Work instructions =
Copy the listing below from its start through the line holding "161], [130, 161]]", inclusive, keeping the requests, and add -27 to every coordinate in the answer outlines. Leave the pictures out.

Excerpts from segmentation records:
_ _ _ _ _ _ _
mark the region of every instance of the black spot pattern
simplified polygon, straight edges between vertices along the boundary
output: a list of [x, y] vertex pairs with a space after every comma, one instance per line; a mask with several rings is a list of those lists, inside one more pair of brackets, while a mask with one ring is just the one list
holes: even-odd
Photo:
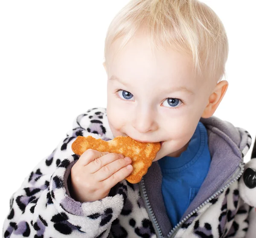
[[56, 160], [56, 165], [58, 167], [61, 163], [61, 160], [59, 159], [57, 159]]
[[113, 210], [112, 208], [107, 208], [104, 211], [104, 213], [102, 216], [102, 220], [99, 223], [101, 226], [106, 225], [111, 219]]
[[7, 217], [7, 219], [11, 220], [13, 218], [13, 217], [14, 217], [14, 210], [13, 209], [13, 208], [12, 208]]
[[67, 168], [70, 163], [70, 162], [68, 160], [65, 159], [61, 161], [61, 164], [59, 165], [59, 167]]
[[55, 183], [55, 186], [57, 189], [60, 189], [63, 187], [63, 182], [60, 177], [57, 176], [54, 176], [52, 180]]
[[45, 160], [45, 164], [47, 166], [50, 166], [52, 164], [53, 160], [53, 157], [52, 157], [49, 160]]

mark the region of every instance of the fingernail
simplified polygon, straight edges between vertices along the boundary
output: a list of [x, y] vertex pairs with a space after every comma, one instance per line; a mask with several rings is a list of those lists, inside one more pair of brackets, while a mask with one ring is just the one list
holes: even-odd
[[129, 170], [131, 170], [131, 169], [132, 169], [132, 166], [131, 166], [131, 165], [128, 165], [126, 166], [126, 168], [127, 168], [128, 169], [129, 169]]
[[131, 160], [131, 159], [129, 157], [125, 157], [125, 160], [126, 160], [126, 161], [130, 161]]

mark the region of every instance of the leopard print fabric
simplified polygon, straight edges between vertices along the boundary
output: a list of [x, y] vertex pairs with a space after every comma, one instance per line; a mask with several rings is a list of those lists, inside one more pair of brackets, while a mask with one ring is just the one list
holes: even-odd
[[[157, 230], [149, 215], [150, 206], [143, 198], [139, 184], [123, 180], [108, 197], [93, 202], [82, 203], [70, 197], [70, 172], [79, 158], [71, 145], [77, 136], [88, 135], [106, 141], [113, 138], [105, 108], [92, 108], [79, 116], [66, 136], [25, 178], [10, 199], [3, 237], [167, 237]], [[247, 136], [244, 155], [250, 145]], [[244, 237], [253, 209], [241, 199], [239, 183], [233, 183], [194, 213], [172, 237]]]

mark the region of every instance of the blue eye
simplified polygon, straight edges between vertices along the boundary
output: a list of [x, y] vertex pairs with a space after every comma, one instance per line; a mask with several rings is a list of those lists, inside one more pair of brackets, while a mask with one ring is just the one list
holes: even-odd
[[[167, 102], [167, 104], [164, 105], [164, 103]], [[177, 107], [182, 103], [181, 101], [178, 99], [168, 98], [163, 103], [163, 105], [168, 107], [170, 106], [172, 107]]]
[[124, 90], [118, 91], [118, 95], [121, 98], [122, 97], [122, 98], [126, 100], [130, 100], [133, 97], [133, 95], [131, 93]]

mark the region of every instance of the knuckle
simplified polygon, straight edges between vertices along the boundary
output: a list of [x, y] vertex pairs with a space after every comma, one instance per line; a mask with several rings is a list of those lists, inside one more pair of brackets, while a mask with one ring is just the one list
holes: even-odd
[[108, 165], [105, 165], [103, 167], [103, 169], [105, 172], [107, 172], [108, 173], [110, 173], [111, 172], [109, 166]]
[[116, 173], [113, 174], [112, 175], [112, 177], [114, 181], [118, 180], [118, 179], [119, 179], [118, 176], [117, 176], [117, 175], [116, 174]]
[[87, 156], [91, 157], [94, 155], [95, 151], [92, 149], [88, 149], [85, 153], [86, 153]]
[[95, 165], [97, 165], [97, 166], [99, 166], [99, 167], [102, 167], [102, 163], [101, 160], [99, 158], [95, 159], [95, 160], [94, 160], [94, 162]]
[[81, 177], [79, 175], [73, 175], [72, 177], [73, 182], [76, 184], [79, 184], [81, 182]]

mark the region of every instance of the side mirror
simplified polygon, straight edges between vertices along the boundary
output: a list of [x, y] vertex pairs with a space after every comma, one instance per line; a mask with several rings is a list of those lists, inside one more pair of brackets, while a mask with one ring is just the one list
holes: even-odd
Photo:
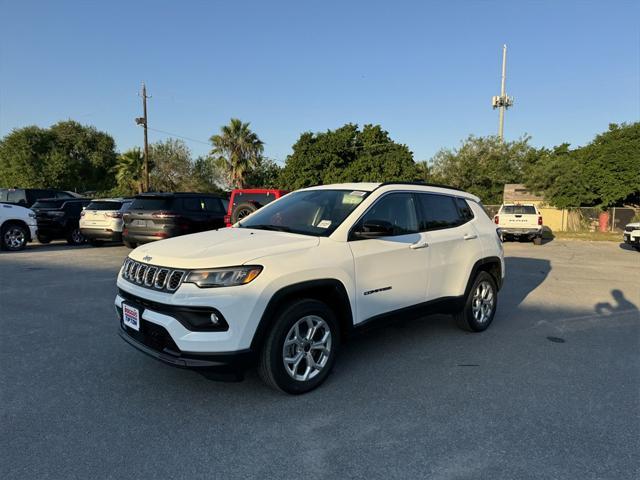
[[356, 238], [379, 238], [393, 235], [393, 225], [386, 220], [367, 220], [353, 232]]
_ _ _ _ _ _ _
Reply =
mark the region of every instance of the black spot pattern
simplified polygon, straight edges between vertices along the boundary
output: a list of [x, y] vertex pairs with a space after every comma, one instance per line; a mask with several rings is a list of those lists, inside one more pair of brackets, while a mask with one ring is just the one list
holes: even-odd
Photo:
[[29, 133], [29, 138], [31, 140], [34, 136], [34, 133], [32, 132], [30, 132]]
[[86, 183], [85, 181], [80, 181], [77, 184], [77, 186], [75, 189], [75, 193], [72, 196], [74, 199], [79, 198], [84, 192]]
[[-20, 190], [-20, 192], [-16, 193], [-14, 191], [-14, 190], [-13, 190], [-13, 183], [-14, 182], [-14, 181], [-15, 181]]
[[40, 141], [43, 136], [43, 135], [41, 133], [38, 132], [34, 134], [34, 137], [32, 138], [32, 140]]
[[28, 156], [28, 159], [30, 162], [33, 162], [36, 160], [36, 155], [33, 150], [30, 149], [27, 149], [25, 153]]
[[18, 133], [18, 137], [20, 139], [23, 139], [25, 137], [26, 133], [26, 130], [25, 130], [22, 133]]

mark the region of every instance of the fingernail
simplified polygon, straight edges between vertices along the boundary
output: a list of [x, y] vertex pairs with a space after every comma, one instance per line; a mask with several rings is a list of those lists, inside one more pair of brackets, while a mask with one ring is just the one list
holes: even-odd
[[102, 143], [104, 143], [104, 142], [105, 142], [105, 139], [104, 139], [104, 138], [101, 138], [99, 139], [99, 141], [100, 141], [101, 142], [102, 142]]
[[104, 133], [104, 132], [102, 130], [98, 130], [98, 133], [99, 133], [99, 134], [103, 134]]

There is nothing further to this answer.